MATERIAL PROVIDED -
>>>>

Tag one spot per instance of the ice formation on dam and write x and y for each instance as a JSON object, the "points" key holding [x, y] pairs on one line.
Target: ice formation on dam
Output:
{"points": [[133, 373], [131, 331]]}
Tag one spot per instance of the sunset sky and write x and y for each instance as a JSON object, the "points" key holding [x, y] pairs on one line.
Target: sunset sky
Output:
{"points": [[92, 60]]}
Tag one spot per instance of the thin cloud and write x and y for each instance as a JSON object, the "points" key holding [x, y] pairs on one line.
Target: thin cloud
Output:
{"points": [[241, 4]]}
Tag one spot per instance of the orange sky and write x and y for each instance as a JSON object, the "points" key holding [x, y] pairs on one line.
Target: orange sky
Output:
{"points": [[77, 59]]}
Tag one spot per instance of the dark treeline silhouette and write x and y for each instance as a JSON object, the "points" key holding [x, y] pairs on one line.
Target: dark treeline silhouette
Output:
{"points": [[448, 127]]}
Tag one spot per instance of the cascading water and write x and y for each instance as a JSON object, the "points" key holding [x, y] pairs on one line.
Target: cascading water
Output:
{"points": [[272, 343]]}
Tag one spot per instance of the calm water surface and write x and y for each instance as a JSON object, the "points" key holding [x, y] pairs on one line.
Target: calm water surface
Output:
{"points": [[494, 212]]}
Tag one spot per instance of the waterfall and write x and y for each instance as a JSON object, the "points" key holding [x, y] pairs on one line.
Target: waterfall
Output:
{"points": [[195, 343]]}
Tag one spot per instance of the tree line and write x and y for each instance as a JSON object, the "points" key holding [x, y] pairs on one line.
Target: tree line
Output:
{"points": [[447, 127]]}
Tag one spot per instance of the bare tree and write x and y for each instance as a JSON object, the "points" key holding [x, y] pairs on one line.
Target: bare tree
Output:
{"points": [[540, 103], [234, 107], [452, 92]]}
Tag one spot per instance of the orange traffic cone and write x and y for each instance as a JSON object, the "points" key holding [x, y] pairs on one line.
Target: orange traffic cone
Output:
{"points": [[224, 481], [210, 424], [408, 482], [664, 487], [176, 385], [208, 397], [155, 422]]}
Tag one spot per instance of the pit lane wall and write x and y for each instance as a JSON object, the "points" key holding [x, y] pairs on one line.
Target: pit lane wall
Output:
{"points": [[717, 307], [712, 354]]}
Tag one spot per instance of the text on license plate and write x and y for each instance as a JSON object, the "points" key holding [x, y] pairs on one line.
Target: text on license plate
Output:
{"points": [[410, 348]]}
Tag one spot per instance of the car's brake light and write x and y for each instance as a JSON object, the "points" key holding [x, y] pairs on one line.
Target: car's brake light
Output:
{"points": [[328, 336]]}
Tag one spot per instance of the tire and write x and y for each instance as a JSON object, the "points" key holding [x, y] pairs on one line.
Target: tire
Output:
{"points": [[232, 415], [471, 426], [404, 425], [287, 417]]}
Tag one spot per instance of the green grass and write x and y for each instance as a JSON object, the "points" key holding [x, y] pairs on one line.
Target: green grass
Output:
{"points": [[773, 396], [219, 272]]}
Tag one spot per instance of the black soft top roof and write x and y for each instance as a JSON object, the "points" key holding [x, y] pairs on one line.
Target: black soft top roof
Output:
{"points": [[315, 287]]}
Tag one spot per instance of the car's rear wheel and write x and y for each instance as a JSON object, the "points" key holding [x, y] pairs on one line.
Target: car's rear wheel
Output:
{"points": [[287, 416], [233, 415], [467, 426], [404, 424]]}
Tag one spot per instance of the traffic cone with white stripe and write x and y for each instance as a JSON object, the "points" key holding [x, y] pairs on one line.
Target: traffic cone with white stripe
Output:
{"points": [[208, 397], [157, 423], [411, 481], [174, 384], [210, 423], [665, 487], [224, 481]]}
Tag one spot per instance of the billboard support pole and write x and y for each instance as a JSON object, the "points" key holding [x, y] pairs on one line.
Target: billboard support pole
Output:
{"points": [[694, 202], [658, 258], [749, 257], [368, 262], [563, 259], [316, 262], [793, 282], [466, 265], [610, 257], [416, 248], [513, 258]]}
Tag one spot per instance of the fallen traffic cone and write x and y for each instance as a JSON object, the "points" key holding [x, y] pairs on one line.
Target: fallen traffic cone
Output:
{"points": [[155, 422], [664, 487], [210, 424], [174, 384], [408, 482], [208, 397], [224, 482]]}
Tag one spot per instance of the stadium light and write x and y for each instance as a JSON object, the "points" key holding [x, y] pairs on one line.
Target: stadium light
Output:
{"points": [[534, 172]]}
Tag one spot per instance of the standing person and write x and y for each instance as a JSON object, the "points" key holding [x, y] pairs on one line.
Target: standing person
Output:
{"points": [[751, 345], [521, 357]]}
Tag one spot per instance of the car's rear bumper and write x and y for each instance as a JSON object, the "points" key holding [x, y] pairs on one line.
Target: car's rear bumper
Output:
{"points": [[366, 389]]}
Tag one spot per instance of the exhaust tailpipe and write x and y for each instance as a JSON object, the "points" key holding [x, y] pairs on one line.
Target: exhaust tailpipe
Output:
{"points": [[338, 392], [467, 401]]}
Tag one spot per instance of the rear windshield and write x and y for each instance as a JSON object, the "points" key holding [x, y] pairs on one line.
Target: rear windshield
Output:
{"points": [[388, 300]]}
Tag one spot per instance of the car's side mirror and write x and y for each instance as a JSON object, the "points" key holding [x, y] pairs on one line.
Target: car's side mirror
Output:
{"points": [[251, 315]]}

<<<<

OBJECTIVE - Extract everything from the line containing "Tag one spot per instance of the stadium" down to the end of the items, and repeat those lines exactly as they appear.

FINISHED ANSWER -
Tag one spot per instance of the stadium light and write x and y for each instance as a JSON object, the "points" key holding [x, y] pairs on one line.
Target: stadium light
Output:
{"points": [[534, 172]]}
Tag one spot per instance of the standing person and write x and y for each instance as a JSON object, the "points" key holding [x, y] pairs on one line.
Target: standing person
Output:
{"points": [[751, 345], [521, 357]]}
Tag one spot per instance of the car's rear bumper and write x and y for each instance as a JSON object, the "points" key holding [x, y] pairs on one line.
Target: car's rear bumper
Output:
{"points": [[366, 389]]}
Tag one spot per instance of the exhaust tailpipe and write x and y for each instance as a JSON object, the "points" key holding [x, y] pairs on one line.
Target: exhaust tailpipe
Output:
{"points": [[338, 392], [467, 401]]}
Tag one spot per instance of the rear windshield and write x and y for each instance as a JSON object, the "points" key holding [x, y] pairs on one line.
Target: rear windshield
Output:
{"points": [[388, 300]]}
Tag one spot per instance of the car's side mirror and write x and y for each instance as a JSON object, the "points" key holding [x, y] pairs on one line.
Target: car's side mirror
Output:
{"points": [[251, 315]]}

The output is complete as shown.